Scrape

Scrape a single URL and return structured content. The scrape() method is synchronous and returns immediately with the result. The scraping engine uses a 5-tier parallel race: HTTP, stealth browser, Playwright, headless Chrome, and anti-bot bypass — first valid result wins.

Basic Usage

from datablue import DataBlue

with DataBlue(api_key="wh_your_api_key") as client:
    result = client.scrape("https://example.com")
    print(result.success)          # True
    print(result.data.markdown)    # "# Example Domain\n\nThis domain is..."
    print(result.data.metadata)    # PageMetadata(title="Example Domain", ...)

With All Options

result = client.scrape(
    "https://news.ycombinator.com",
    formats=["markdown", "html", "links", "screenshot"],
    only_main_content=True,
    wait_for=2000,                          # wait 2s after page load
    timeout=45000,                          # 45s timeout
    include_tags=["article", "main"],       # only these HTML tags
    exclude_tags=["nav", "footer"],         # remove these tags
    headers={"Accept-Language": "en-US"},
    cookies={"session": "abc123"},
    mobile=True,
    mobile_device="iphone_14",
    css_selector="main.content",            # target specific element
    use_proxy=True,
    capture_network=True,
)

What the task asks:
Reproduce the scrape documentation above word for word, including every line of its code.

Dataset entries

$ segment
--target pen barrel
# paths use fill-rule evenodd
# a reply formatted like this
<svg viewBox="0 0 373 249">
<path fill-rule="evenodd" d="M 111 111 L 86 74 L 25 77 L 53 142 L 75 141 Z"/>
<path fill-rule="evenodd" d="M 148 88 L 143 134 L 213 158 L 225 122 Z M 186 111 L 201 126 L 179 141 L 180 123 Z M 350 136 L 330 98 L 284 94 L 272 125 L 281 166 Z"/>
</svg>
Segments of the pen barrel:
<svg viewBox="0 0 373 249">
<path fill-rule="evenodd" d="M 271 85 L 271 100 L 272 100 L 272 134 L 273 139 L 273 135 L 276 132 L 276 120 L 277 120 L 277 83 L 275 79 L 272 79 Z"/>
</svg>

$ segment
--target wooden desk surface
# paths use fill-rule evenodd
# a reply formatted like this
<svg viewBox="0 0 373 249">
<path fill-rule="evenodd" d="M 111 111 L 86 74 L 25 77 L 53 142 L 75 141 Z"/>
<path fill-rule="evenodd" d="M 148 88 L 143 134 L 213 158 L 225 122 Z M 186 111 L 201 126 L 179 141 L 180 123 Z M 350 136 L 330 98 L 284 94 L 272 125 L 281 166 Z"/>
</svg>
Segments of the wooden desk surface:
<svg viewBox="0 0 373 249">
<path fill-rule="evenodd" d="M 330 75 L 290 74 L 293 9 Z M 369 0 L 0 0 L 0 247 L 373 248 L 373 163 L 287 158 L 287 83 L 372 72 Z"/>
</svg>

Solution below:
Scrape

Scrape a single URL and return structured content. The scrape() method is synchronous and returns immediately with the result. The scraping engine uses a 5-tier parallel race: HTTP, stealth browser, Playwright, headless Chrome, and anti-bot bypass — first valid result wins.

Basic Usage

from datablue import DataBlue

with DataBlue(api_key="wh_your_api_key") as client:
    result = client.scrape("https://example.com")
    print(result.success)          # True
    print(result.data.markdown)    # "# Example Domain\n\nThis domain is..."
    print(result.data.metadata)    # PageMetadata(title="Example Domain", ...)

With All Options

result = client.scrape(
    "https://news.ycombinator.com",
    formats=["markdown", "html", "links", "screenshot"],
    only_main_content=True,
    wait_for=2000,                          # wait 2s after page load
    timeout=45000,                          # 45s timeout
    include_tags=["article", "main"],       # only these HTML tags
    exclude_tags=["nav", "footer"],         # remove these tags
    headers={"Accept-Language": "en-US"},
    cookies={"session": "abc123"},
    mobile=True,
    mobile_device="iphone_14",
    css_selector="main.content",            # target specific element
    use_proxy=True,
    capture_network=True,
)